::: Data for this exercise
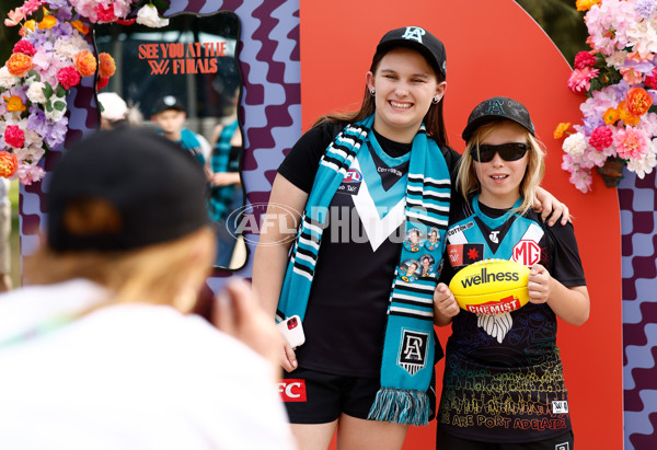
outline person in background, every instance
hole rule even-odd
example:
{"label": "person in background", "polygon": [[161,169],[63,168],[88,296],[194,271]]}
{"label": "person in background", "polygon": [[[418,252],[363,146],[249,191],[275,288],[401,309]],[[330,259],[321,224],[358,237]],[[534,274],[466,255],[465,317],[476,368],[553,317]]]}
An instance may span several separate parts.
{"label": "person in background", "polygon": [[[531,209],[545,153],[525,105],[485,100],[470,114],[463,139],[463,197],[451,214],[449,264],[434,296],[436,324],[452,326],[436,448],[573,449],[556,318],[581,325],[590,311],[573,224],[550,227]],[[469,257],[465,247],[480,251]],[[451,277],[487,258],[531,267],[529,303],[500,314],[459,308],[447,287]]]}
{"label": "person in background", "polygon": [[30,286],[0,296],[0,448],[296,448],[281,337],[246,284],[212,300],[223,331],[191,314],[215,258],[205,187],[152,130],[58,161]]}
{"label": "person in background", "polygon": [[120,126],[140,126],[143,116],[136,106],[128,104],[116,92],[97,94],[101,109],[101,129],[114,129]]}
{"label": "person in background", "polygon": [[201,166],[210,153],[210,145],[201,135],[185,128],[185,106],[173,95],[165,95],[151,109],[151,120],[166,139],[180,143],[189,151]]}
{"label": "person in background", "polygon": [[206,163],[206,176],[210,184],[208,211],[217,231],[217,262],[229,267],[235,246],[235,226],[227,221],[228,216],[242,207],[244,195],[240,178],[242,131],[237,117],[239,91],[232,95],[232,111],[217,125],[210,139],[211,153]]}

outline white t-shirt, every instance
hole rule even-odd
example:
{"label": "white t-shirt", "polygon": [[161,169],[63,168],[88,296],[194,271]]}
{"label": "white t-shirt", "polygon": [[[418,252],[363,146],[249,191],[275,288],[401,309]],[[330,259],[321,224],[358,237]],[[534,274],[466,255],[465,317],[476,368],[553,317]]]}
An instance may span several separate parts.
::::::
Stated problem: Output these lines as a JSON list of strings, one string per line, leaving out blank lines and the pictures.

Answer for the task:
[
  "outline person in background, every instance",
  "hole rule even-odd",
  "example:",
  "{\"label\": \"person in background\", \"polygon\": [[161,169],[63,168],[88,296],[194,271]]}",
  "{\"label\": \"person in background\", \"polygon\": [[[418,252],[363,146],[249,191],[275,288],[401,309]],[[330,259],[321,224],[358,237]],[[534,274],[466,255],[465,317],[476,368],[553,317]]]}",
  "An instance may span several separate parts.",
  "{\"label\": \"person in background\", \"polygon\": [[[531,209],[545,153],[525,105],[485,100],[470,114],[463,139],[463,197],[451,214],[449,264],[434,296],[436,324],[452,326],[436,448],[573,449],[556,318],[581,325],[590,311],[573,224],[550,227]],[[469,257],[465,247],[480,251]],[[451,277],[487,258],[531,267],[529,303],[500,314],[459,308],[447,287]]]}",
  "{\"label\": \"person in background\", \"polygon\": [[30,286],[0,296],[0,448],[296,448],[281,337],[246,284],[212,300],[223,331],[191,314],[215,258],[205,187],[152,130],[58,161]]}",
  "{\"label\": \"person in background\", \"polygon\": [[120,126],[140,126],[143,116],[136,106],[128,104],[116,92],[97,94],[101,109],[101,129],[114,129]]}",
  "{\"label\": \"person in background\", \"polygon\": [[201,166],[210,153],[210,145],[201,135],[185,128],[185,106],[173,95],[165,95],[151,109],[151,120],[166,139],[180,143],[189,151]]}",
  "{\"label\": \"person in background\", \"polygon\": [[206,163],[206,176],[210,184],[208,211],[217,231],[217,262],[229,267],[235,246],[235,226],[227,221],[228,216],[242,207],[244,195],[240,178],[242,131],[237,117],[239,91],[232,95],[232,111],[217,125],[210,139],[211,153]]}",
  "outline white t-shirt, every instance",
  "hole rule even-odd",
  "example:",
  "{\"label\": \"white t-shirt\", \"polygon\": [[161,169],[63,168],[88,296],[194,271]]}",
  "{\"label\": \"white t-shirt\", \"polygon\": [[[418,252],[363,146],[249,191],[275,288],[401,309]],[[330,259],[321,224],[358,237]],[[534,274],[466,255],[465,317],[476,368],[553,317]]]}",
  "An instance may span several separate parts."
]